---- Dataset extract

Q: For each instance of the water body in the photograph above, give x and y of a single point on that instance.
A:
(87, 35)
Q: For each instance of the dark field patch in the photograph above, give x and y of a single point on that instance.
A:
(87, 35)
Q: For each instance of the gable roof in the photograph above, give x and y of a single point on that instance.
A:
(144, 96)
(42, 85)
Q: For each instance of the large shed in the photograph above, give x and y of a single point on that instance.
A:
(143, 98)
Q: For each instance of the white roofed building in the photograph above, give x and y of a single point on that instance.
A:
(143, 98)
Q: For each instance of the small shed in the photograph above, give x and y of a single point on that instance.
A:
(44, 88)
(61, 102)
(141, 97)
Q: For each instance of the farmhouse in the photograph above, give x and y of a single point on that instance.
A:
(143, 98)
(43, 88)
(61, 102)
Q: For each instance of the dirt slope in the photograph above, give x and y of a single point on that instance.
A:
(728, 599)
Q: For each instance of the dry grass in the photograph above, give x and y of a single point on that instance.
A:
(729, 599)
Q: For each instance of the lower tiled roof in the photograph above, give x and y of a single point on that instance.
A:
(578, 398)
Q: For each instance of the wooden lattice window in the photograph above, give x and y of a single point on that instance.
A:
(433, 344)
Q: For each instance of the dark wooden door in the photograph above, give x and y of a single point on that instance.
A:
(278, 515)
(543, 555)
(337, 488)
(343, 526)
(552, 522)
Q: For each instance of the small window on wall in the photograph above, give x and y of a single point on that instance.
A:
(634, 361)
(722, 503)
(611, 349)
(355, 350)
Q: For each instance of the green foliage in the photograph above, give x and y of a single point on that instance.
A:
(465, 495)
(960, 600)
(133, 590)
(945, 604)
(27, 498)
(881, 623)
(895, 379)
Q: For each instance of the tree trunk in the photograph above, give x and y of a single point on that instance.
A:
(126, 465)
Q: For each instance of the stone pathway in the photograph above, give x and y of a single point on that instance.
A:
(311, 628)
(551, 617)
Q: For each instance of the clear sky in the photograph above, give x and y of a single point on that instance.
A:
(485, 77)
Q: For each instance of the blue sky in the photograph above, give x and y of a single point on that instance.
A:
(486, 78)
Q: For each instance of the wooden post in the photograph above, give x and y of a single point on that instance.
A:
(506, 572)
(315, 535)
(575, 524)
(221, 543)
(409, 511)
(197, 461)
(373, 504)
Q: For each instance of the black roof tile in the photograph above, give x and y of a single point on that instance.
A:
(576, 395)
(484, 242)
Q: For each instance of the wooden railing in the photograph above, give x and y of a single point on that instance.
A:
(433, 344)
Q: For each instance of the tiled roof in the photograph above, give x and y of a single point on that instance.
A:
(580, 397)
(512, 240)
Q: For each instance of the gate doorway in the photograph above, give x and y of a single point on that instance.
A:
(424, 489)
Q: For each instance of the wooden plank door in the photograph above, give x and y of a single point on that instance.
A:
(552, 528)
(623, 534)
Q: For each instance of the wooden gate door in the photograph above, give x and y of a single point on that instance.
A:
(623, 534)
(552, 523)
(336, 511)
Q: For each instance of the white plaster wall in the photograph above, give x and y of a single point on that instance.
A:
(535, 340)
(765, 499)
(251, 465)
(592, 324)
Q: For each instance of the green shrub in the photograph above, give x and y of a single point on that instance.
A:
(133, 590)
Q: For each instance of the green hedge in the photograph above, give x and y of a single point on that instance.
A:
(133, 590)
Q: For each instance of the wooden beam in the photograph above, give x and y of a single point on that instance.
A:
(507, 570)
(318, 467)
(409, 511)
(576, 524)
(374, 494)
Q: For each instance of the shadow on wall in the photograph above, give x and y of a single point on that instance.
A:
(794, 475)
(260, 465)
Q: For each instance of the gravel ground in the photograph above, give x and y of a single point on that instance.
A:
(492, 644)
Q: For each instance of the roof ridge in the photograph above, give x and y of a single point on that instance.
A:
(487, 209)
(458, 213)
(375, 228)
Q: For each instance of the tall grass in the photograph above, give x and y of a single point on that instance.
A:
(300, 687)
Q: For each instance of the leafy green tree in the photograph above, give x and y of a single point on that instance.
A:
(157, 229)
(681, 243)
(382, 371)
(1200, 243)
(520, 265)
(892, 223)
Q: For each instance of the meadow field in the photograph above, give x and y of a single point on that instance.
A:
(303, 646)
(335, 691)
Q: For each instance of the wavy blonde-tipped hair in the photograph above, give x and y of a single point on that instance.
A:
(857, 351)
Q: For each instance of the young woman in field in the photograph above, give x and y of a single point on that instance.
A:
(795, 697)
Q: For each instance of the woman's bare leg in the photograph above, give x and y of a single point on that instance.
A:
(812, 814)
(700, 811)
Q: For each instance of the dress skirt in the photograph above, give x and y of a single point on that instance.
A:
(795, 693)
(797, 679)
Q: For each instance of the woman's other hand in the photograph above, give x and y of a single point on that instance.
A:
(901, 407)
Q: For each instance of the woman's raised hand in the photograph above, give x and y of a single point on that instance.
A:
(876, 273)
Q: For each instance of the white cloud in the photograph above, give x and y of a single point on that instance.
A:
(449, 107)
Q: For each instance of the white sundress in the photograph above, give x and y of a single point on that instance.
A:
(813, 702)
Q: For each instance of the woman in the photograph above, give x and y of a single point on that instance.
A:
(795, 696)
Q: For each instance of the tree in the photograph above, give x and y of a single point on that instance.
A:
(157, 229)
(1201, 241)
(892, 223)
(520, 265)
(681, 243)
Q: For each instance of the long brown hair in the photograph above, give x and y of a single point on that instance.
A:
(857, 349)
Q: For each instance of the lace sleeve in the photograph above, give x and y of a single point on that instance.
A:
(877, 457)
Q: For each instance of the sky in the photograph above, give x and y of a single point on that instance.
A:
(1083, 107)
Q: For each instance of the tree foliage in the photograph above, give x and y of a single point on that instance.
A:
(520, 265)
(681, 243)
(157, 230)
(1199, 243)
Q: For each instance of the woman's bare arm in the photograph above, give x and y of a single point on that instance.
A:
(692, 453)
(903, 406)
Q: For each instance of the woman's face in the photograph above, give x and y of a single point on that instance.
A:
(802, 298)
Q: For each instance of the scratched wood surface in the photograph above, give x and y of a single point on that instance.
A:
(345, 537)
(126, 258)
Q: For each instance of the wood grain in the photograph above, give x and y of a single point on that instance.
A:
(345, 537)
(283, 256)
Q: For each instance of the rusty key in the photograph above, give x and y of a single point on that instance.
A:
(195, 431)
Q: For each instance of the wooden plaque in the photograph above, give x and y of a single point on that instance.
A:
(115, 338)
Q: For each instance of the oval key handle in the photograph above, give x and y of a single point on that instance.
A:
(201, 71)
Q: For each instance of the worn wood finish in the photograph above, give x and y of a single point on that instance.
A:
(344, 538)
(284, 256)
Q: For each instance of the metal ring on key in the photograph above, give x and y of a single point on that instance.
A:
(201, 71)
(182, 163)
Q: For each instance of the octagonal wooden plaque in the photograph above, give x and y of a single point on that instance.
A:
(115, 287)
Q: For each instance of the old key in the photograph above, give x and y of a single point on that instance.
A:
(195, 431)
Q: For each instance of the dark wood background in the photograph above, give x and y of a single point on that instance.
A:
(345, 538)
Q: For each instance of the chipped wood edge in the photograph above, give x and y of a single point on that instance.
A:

--------

Problem to solve:
Print every line of the material above word for word, without adding, dropping, or changing anything.

Result of this task:
Q: For each instance of the water body in the photograph above, give x and y of a single point on that instance.
A:
(87, 35)
Q: For each instance of the dark field patch in the photograph above, give x and y of a single point on that instance.
A:
(87, 35)
Q: For each instance of the gable roof in the photograph above, give x and y of a single point on that instance.
A:
(144, 96)
(42, 85)
Q: For each instance of the large shed in the photograph above, give x and y of a single point on that instance.
A:
(143, 98)
Q: For each instance of the white roofed building in the photograph above, give x and y of a single point on that instance.
A:
(143, 98)
Q: For each instance of the small shed in the photograph above, give x and y of a single point on that instance.
A:
(44, 88)
(61, 102)
(141, 97)
Q: For each instance of the farmhouse in the photograph above, give x and y of a single point on that instance.
A:
(143, 98)
(43, 88)
(61, 102)
Q: For each instance of the dirt slope in the photograph above, give x and y of a single point on that instance.
A:
(728, 599)
Q: For each instance of the dry grass in the photograph above, give x and y of a single point on that instance.
A:
(729, 599)
Q: For each instance of the lower tiled roof in the photograph above, give x and y of a single point on that instance.
A:
(578, 398)
Q: For each instance of the wooden lattice window in the photograph above, give x and y of a single point on that instance.
A:
(433, 344)
Q: For each instance of the dark wooden door in the photograph above, give x and y of a single point on that instance.
A:
(278, 515)
(543, 555)
(337, 488)
(343, 526)
(552, 522)
Q: For each instance of the small window on wall in the photograph above, give x and y of a single point on that instance.
A:
(634, 361)
(722, 503)
(611, 349)
(355, 350)
Q: For each instance of the green foliage in the photograph above, give x and y of a single point on that instance.
A:
(465, 495)
(960, 600)
(133, 590)
(945, 604)
(27, 498)
(881, 623)
(895, 379)
Q: For each instance of the tree trunk in the photograph above, give x and y of a single point on that instance.
A:
(126, 465)
Q: For each instance of the stone pathway in the photograph above, give x and y of a single point on that instance.
A:
(311, 628)
(551, 617)
Q: For each instance of the clear sky in the photograph above, give x and y of a single point on that instance.
A:
(485, 77)
Q: For each instance of the blue sky in the photograph above, give x and y of a single point on that instance.
A:
(486, 78)
Q: For each instance of the wooden post in the photograph above, give x and y of a single point on that instance.
A:
(506, 572)
(315, 535)
(575, 524)
(221, 543)
(409, 511)
(197, 461)
(373, 504)
Q: For each instance of the black roof tile in the photograph above, give x and y of a single point on that instance.
A:
(576, 395)
(484, 242)
Q: For each instance of the wooden railing in the photograph above, give x and y of a single point on that instance.
A:
(433, 344)
Q: For each instance of the tiled roof in the photograph above, give x and y of a single point on that instance.
A:
(580, 397)
(512, 240)
Q: For each instance of the gate doorway in the photograph above, give x and y of a single point on that instance.
A:
(424, 489)
Q: For each instance of the wooden plank door in the photograph above, give x and y of a single point on that instance.
A:
(552, 528)
(623, 534)
Q: For each instance of the wooden gate door in the photograph above, give x and y of a single point on that instance.
A:
(623, 534)
(552, 523)
(336, 511)
Q: For each instance of the white plaster wall in the photograph above, give x and y of a single point on that instance.
A:
(535, 340)
(765, 499)
(251, 465)
(592, 324)
Q: For each instance of the green shrub in the photograph above, give x and y of a single point on that instance.
A:
(133, 590)
Q: For each instance of the green hedge in the photograph above, give x and y of a single point on that instance.
A:
(133, 590)
Q: For each instance of the wooden beam in the photograph above, give x and y of a single point on that instance.
A:
(507, 570)
(318, 467)
(409, 511)
(576, 524)
(374, 494)
Q: For each instance of the shadow on wall in the photograph above, give x and y of a single point on that instance.
A:
(794, 475)
(260, 465)
Q: For each instance of the gravel ground in the photograph above, give x and y of a single point on that instance.
A:
(492, 644)
Q: For each instance of the roof ridge in the photograph above, give x and y of a single point on that instance.
A:
(487, 209)
(458, 213)
(375, 228)
Q: For each instance of the tall grass in the photograph above, give x and y of a single point on that instance.
A:
(300, 687)
Q: For each instance of the leafy green tree in the photograph above, give x and y of a single point on that instance.
A:
(157, 229)
(681, 243)
(382, 371)
(1200, 243)
(520, 265)
(892, 223)
Q: For each instance of the meadow field in the photograph above, give x and y of a single point on that instance.
A:
(303, 646)
(335, 691)
Q: For each instance of the wavy blonde-tipped hair in the photograph above, give x and y of a single point on that instance.
A:
(857, 351)
Q: For each instance of the young woman in field in the photograph above, give x and y of a single point on that instance.
A:
(795, 697)
Q: For each instance of the woman's bare leg in the photograph above, give x and y of a single point on that instance.
A:
(812, 814)
(700, 811)
Q: For each instance of the dress skirt in the photograph above, give x and y of a single point on that instance.
A:
(795, 693)
(797, 679)
Q: For each instance of the woman's other hand in the photograph above, give x and y of a single point on that instance.
A:
(901, 407)
Q: For each instance of the woman's raised hand in the photograph above, give x and y of a single point on that instance.
A:
(876, 273)
Q: For each instance of the white cloud in the photograph above, give x and y of a single point on that instance.
A:
(449, 107)
Q: For each instance of the white sundress in the photograph above, give x and y of a single point on that instance.
A:
(813, 702)
Q: For each instance of the woman in the photograph above, give x and y of a single point on that instance.
A:
(795, 696)
Q: For each instance of the tree in the photograph above, give x and y of a single point on that instance.
A:
(157, 229)
(1201, 241)
(892, 223)
(520, 265)
(681, 243)
Q: For each instance of the long brown hair in the photograph above, give x and y of a single point on that instance.
A:
(857, 349)
Q: For each instance of the lace sleeve in the photograph above, give x and y of a single point on that instance.
A:
(877, 457)
Q: For each instance of the sky in the photograph above, give x and y of a single point on that instance.
A:
(1083, 107)
Q: For each instance of the tree foliage in the photograph above, give x and y of a single point on that instance.
A:
(520, 265)
(681, 243)
(157, 230)
(1199, 243)
Q: For each instance of the woman's bare arm in the photograph above, give x and y of a single point on that instance.
A:
(692, 453)
(903, 406)
Q: For each instance of the woman's face in the photograph above, give x and y of a single point on that instance.
A:
(802, 298)
Q: For each instance of the scratched wood surface in the photograph above, give x and y of a single point on that instance.
A:
(345, 537)
(126, 258)
Q: For each instance of the wood grain in the photograph above, give x and y of a single point on that instance.
A:
(345, 537)
(283, 256)
Q: For each instance of the rusty key in the photograph above, give x and y of a single point on that instance.
A:
(195, 431)
Q: For each instance of the wooden plaque in the photograph above, give x and y of a single point on that instance.
A:
(115, 338)
Q: For each instance of the oval key handle in the photograph above, give x and y of a single point on that instance.
A:
(201, 71)
Q: For each instance of the worn wood finish in the photograph above, give x and y of a single point on that instance.
A:
(344, 538)
(284, 256)
Q: For each instance of the metal ring on key in the photograph above, give x and y of a single point on that instance.
A:
(201, 71)
(182, 163)
Q: For each instance of the octagonal wooden plaque in the photograph above, give x and y of a single point on that instance.
A:
(115, 287)
Q: For each instance of the old key in the photograph above, give x and y of a single point on that instance.
A:
(195, 431)
Q: For each instance of the dark wood background in the photograph above, give x and y of a single point on that instance.
A:
(345, 538)
Q: For each instance of the chipped wood edge in the photograph above, give x and y of a single point on that instance.
A:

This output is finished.